Material for this task START

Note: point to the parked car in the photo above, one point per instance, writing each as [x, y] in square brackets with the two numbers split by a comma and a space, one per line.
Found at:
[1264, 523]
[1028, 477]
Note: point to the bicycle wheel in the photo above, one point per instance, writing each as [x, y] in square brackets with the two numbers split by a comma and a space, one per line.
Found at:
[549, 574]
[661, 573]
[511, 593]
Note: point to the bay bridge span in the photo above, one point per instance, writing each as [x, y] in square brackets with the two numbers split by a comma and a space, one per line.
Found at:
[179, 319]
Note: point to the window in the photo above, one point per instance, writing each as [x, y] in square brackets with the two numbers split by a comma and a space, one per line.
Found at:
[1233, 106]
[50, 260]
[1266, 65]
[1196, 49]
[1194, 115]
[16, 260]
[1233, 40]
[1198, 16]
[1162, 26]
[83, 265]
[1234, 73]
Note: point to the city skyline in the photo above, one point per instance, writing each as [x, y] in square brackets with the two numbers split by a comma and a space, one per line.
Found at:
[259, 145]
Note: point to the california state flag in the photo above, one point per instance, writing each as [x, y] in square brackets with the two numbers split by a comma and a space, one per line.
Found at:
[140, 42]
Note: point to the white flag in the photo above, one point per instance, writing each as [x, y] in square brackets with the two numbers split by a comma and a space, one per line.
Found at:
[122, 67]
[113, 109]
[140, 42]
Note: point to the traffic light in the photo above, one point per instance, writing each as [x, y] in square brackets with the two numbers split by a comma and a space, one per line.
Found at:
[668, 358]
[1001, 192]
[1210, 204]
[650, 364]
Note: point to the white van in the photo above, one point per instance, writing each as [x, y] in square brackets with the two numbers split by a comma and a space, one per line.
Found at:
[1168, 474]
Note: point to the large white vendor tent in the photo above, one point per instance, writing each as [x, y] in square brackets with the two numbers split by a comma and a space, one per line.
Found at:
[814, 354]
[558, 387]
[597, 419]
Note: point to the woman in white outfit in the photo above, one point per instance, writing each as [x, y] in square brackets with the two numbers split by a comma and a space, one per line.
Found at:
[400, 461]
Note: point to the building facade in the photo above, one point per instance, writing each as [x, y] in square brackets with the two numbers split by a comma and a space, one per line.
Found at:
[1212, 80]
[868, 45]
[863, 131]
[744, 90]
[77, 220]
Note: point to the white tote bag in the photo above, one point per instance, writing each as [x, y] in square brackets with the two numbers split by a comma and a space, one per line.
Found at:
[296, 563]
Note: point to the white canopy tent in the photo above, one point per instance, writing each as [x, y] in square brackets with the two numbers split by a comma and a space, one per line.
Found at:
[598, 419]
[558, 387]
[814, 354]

Material for this task END

=== What is needed ===
Please reproduce each entry exactly as it appears.

=== Task output ===
Note: point to the parked car in the photo above, one point per instance, writing each as [x, y] in square brackets with the two numbers split by a comma and a space, one per line.
Found at:
[1264, 523]
[1028, 477]
Note: point to the bicycle wheel in the photo above, one point per instance, writing each as [x, y] in square brackets with the two numbers split by a comma and a space, one per line.
Found at:
[549, 574]
[661, 573]
[511, 593]
Note: point to the bay bridge span in the photo above, one point per instance, writing each as [x, y] in square brackets with the two numbers split by a comma and a space, one per line.
Found at:
[179, 319]
Note: point to the window in the photo above, one point per instance, writing each as [x, y] in square brackets with the two numbers split by a comma and a space, one per line.
Found at:
[1233, 106]
[50, 260]
[1266, 65]
[1196, 49]
[1194, 115]
[16, 260]
[1233, 40]
[1198, 16]
[1162, 26]
[83, 265]
[1234, 73]
Note: point to the city skyline in the photo above, one point per instance, writing each as [x, y] in square brackets with the two numbers split by a comma and a space, one per line.
Found at:
[259, 145]
Note: point to the california state flag in the photo above, one point per instance, writing each as [x, y] in square brackets with the two numbers split by a comma and a space, one per line.
Found at:
[140, 42]
Note: point to the white flag in the photo above, one point per instance, writing each as [x, y] in square brackets with the two numbers split by a comma and a space, one per line.
Found at:
[122, 67]
[113, 109]
[140, 42]
Note: point to the traffic light in the photo above, one point per instance, writing each as [x, y] in square brackets with the two numbers split by a comma and a space, one per line.
Found at:
[668, 358]
[1001, 192]
[1210, 204]
[650, 364]
Note: point to the white van in the photo above, one point per instance, writing each as [x, y] in square brackets with the two numbers split by a comma and a space, one per line.
Found at:
[1168, 474]
Note: point to the large white vendor tent in the photo above, one point per instance, writing each as [x, y] in square brackets with the two numbers split by a comma and a space, one per line.
Found at:
[814, 354]
[558, 387]
[597, 419]
Note: point to the woman in white outfit in the photo above, one point per instance, writing each as [x, y] in square brackets with the two numbers split by a comma and a space, one per line.
Found at:
[400, 461]
Note: point to the building facade in the photo above, one point per instance, writing each as [x, y] in square brackets with the two numbers split by a comma and a space, one per line.
Found at:
[1212, 80]
[868, 45]
[863, 131]
[744, 90]
[77, 220]
Note: point to the white tote bag in the photo above, one point per instance, writing each as [x, y] in square brackets with the two numbers split by a comma and a space, one per line.
Found at:
[296, 563]
Note: point to the white canopy tent in the photo above, one point per instance, writing each as [x, y] in square brackets with the two numbers split by a comma and a space, one per line.
Found at:
[598, 419]
[558, 387]
[814, 354]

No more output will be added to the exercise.